Depuis deux ans, l’archimandrite Nikonorov est également « l’aumônier » des Oudis auxquels il rend régulièrement visite dans leur réserve-vitrine de Nij où il procède à des baptêmes et célèbre la Divine liturgie avec des « acolytes indigènes » (3) dans les églises arméniennes de ce village autrefois arméno-oudi. 

La consultation des pages du compte Facebook de cet ecclésiastique russe suffit à elle seule pour comprendre la nature des relations que ce religieux entretient avec le pouvoir azéri.

Par le même décret d’Aliev, l’évêque catholique Vladimir Fekete recevait lui aussi cette prestigieuse décoration. Seuls manquent visiblement à l’appel les responsables protestants et juifs, à moins qu’ils aient décidé de demeurer discrets autour de ces événements mondains.

********************

CONSIGNE 1:
Indiquez, s'il vous plaît, si chacune des affirmations suivantes concorde avec le texte fourni, en répondant par oui ou par non et en citant les mots décisifs.
(a) L'archimandrite Nikonorov est l'aumônier des Oudis depuis deux ans.
(b) L'évêque Vladimir Fekete a reçu sa décoration par un décret différent.
(c) Nikonorov célèbre la Divine liturgie dans des églises arméniennes.
CONSIGNE 2: D'après le texte fourni, quels responsables religieux manquent visiblement à l'appel ?

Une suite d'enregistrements
********************

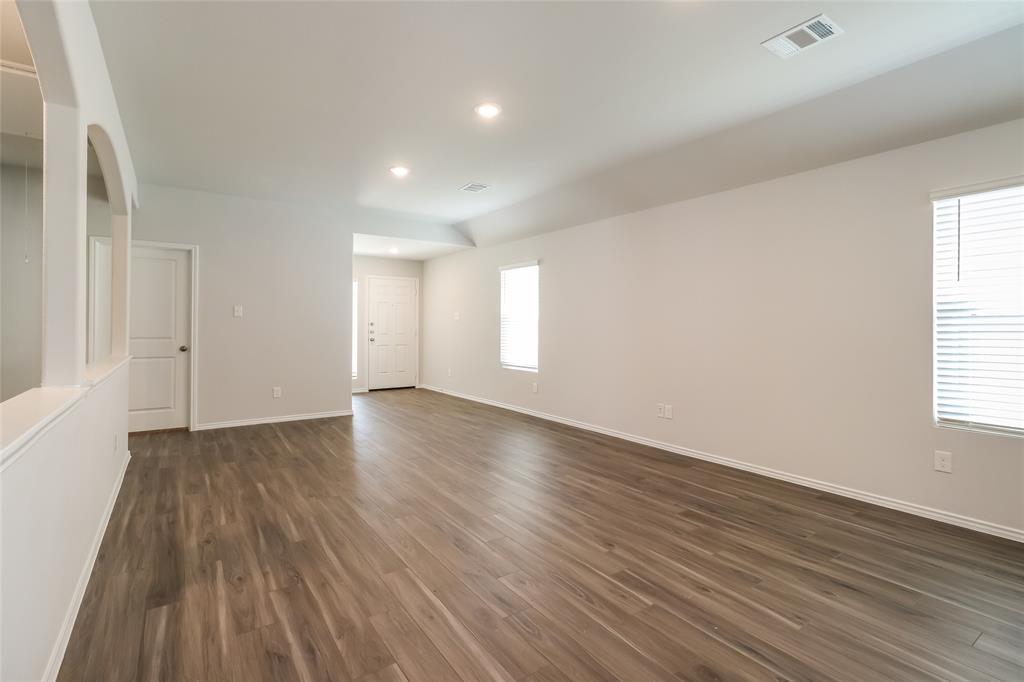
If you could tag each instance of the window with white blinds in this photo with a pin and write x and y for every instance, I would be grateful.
(979, 310)
(520, 308)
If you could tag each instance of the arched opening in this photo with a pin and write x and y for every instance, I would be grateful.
(108, 251)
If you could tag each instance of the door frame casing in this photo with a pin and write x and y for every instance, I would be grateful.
(193, 251)
(416, 324)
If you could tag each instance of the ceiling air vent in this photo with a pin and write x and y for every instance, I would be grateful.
(800, 37)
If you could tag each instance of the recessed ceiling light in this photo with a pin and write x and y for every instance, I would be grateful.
(488, 110)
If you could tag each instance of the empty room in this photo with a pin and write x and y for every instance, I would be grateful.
(527, 341)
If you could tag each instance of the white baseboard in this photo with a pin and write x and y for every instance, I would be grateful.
(270, 420)
(60, 646)
(870, 498)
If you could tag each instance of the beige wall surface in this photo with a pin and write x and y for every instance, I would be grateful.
(363, 267)
(22, 286)
(787, 323)
(290, 268)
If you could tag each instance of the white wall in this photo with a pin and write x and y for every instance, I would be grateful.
(290, 268)
(364, 266)
(56, 493)
(22, 324)
(788, 323)
(22, 286)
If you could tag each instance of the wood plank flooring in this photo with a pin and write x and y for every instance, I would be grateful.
(431, 539)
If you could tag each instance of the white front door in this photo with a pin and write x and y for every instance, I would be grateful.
(160, 336)
(392, 324)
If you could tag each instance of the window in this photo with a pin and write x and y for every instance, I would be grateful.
(520, 313)
(355, 329)
(979, 310)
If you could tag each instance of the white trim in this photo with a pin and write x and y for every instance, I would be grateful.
(60, 646)
(515, 266)
(952, 193)
(870, 498)
(270, 420)
(98, 373)
(69, 397)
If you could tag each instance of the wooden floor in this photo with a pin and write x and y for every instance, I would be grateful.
(433, 539)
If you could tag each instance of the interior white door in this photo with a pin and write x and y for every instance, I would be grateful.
(160, 336)
(392, 324)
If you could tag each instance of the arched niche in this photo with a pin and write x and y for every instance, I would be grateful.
(110, 168)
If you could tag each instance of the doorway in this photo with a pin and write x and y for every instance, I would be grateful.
(392, 321)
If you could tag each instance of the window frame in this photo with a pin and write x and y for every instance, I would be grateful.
(501, 270)
(939, 422)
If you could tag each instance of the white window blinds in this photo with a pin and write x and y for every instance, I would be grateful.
(979, 309)
(519, 316)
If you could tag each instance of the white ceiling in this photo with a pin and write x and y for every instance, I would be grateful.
(20, 100)
(297, 100)
(13, 46)
(385, 247)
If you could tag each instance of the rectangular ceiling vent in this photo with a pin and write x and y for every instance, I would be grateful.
(805, 35)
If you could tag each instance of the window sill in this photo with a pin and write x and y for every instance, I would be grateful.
(981, 428)
(531, 370)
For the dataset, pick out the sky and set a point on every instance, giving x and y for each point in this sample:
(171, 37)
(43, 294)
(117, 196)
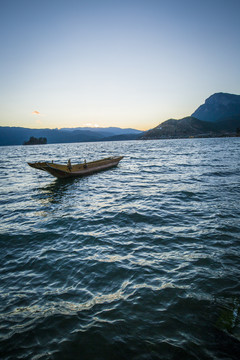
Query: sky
(134, 63)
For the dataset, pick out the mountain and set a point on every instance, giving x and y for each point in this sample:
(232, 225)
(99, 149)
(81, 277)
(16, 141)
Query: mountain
(218, 106)
(218, 116)
(109, 131)
(18, 135)
(186, 127)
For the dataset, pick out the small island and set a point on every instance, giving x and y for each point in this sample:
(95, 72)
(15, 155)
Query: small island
(35, 141)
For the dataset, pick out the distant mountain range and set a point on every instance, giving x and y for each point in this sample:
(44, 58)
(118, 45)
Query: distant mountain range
(218, 116)
(18, 135)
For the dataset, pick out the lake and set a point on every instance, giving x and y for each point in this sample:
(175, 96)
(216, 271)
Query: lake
(137, 262)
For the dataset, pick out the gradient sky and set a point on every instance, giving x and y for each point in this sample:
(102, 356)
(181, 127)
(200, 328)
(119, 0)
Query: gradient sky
(114, 63)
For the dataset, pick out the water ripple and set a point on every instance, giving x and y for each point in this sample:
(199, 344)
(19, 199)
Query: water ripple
(139, 262)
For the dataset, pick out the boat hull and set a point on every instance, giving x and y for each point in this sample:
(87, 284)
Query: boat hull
(79, 170)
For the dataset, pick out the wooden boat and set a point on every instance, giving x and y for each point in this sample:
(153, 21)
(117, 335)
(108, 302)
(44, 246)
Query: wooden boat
(78, 170)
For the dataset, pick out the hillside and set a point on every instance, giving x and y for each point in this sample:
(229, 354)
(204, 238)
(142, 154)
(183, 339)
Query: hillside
(18, 135)
(218, 106)
(219, 116)
(186, 127)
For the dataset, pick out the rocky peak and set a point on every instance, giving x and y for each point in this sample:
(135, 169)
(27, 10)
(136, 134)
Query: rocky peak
(218, 106)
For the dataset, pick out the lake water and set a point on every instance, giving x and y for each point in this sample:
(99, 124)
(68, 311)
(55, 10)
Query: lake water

********************

CORRIGÉ DÉTAILLÉ 1:
(a) Oui : « Depuis deux ans, l’archimandrite Nikonorov est également « l’aumônier » des Oudis ».
(b) Non : « Par le même décret d’Aliev, l’évêque catholique Vladimir Fekete recevait lui aussi cette prestigieuse décoration ».
(c) Oui : « célèbre la Divine liturgie avec des « acolytes indigènes » (3) dans les églises arméniennes de ce village ».

CORRIGÉ DÉTAILLÉ 2: Les responsables protestants et juifs.